Shinkai Karokhail, the former consul general at the Afghan consulate in Toronto and now one of Afghanistan’s female parliamentarians in exile, strikes a cautionary tone. “The Taliban will play the game with the international community as long as the attention of the world is on them,” she tells me from her new home in Mississauga, Ont. “But they have their own reasons for being vague about their intentions when it comes to the rights of women. Many of their fighters and commanders are uneducated villagers with ultra-conservative values; if the leadership appears to be too soft, if they are seen to be giving in to demands from the international community, those people will leave the Taliban and join groups like ISIS.”
It’s those radicals in the ranks of the Taliban that still strike fear into the hearts of many Afghans. Mohseni is terrified of them. Her attempts to leave Afghanistan through Pakistan failed. Neither the Australians nor the Canadians responded to her pleas for safety. Finding work proved equally frustrating. Without proper documentation, no Pakistani or foreign NGO would hire her, despite her impressive skills and resumé. By the beginning of November, the family had run out of money and was forced to return to Kandahar.
Since returning, Mohseni has managed to find work with an international NGO, though she asked me not to disclose which one, fearing repercussions if any of the “radicals” among the Taliban find out. She travels to and from work in a burka, fearful every time she leaves her home or her office that she will be kidnapped or killed. She has heard stories of such things happening from friends and relatives.

Problems to solve:
1) Rewrite the passage from "Since returning, Mohseni" to "friends and relatives.", switching "burka" to "chador".
2) According to the passage, where is Shinkai Karokhail's new home?
The material after this passage is separate from it.

Information shown:

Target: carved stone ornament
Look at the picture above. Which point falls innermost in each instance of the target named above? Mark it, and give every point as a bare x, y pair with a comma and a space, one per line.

Activity answers:
1)
Since returning, Mohseni has managed to find work with an international NGO, though she asked me not to disclose which one, fearing repercussions if any of the “radicals” among the Taliban find out. She travels to and from work in a chador, fearful every time she leaves her home or her office that she will be kidnapped or killed. She has heard stories of such things happening from friends and relatives.

2) Mississauga, Ont.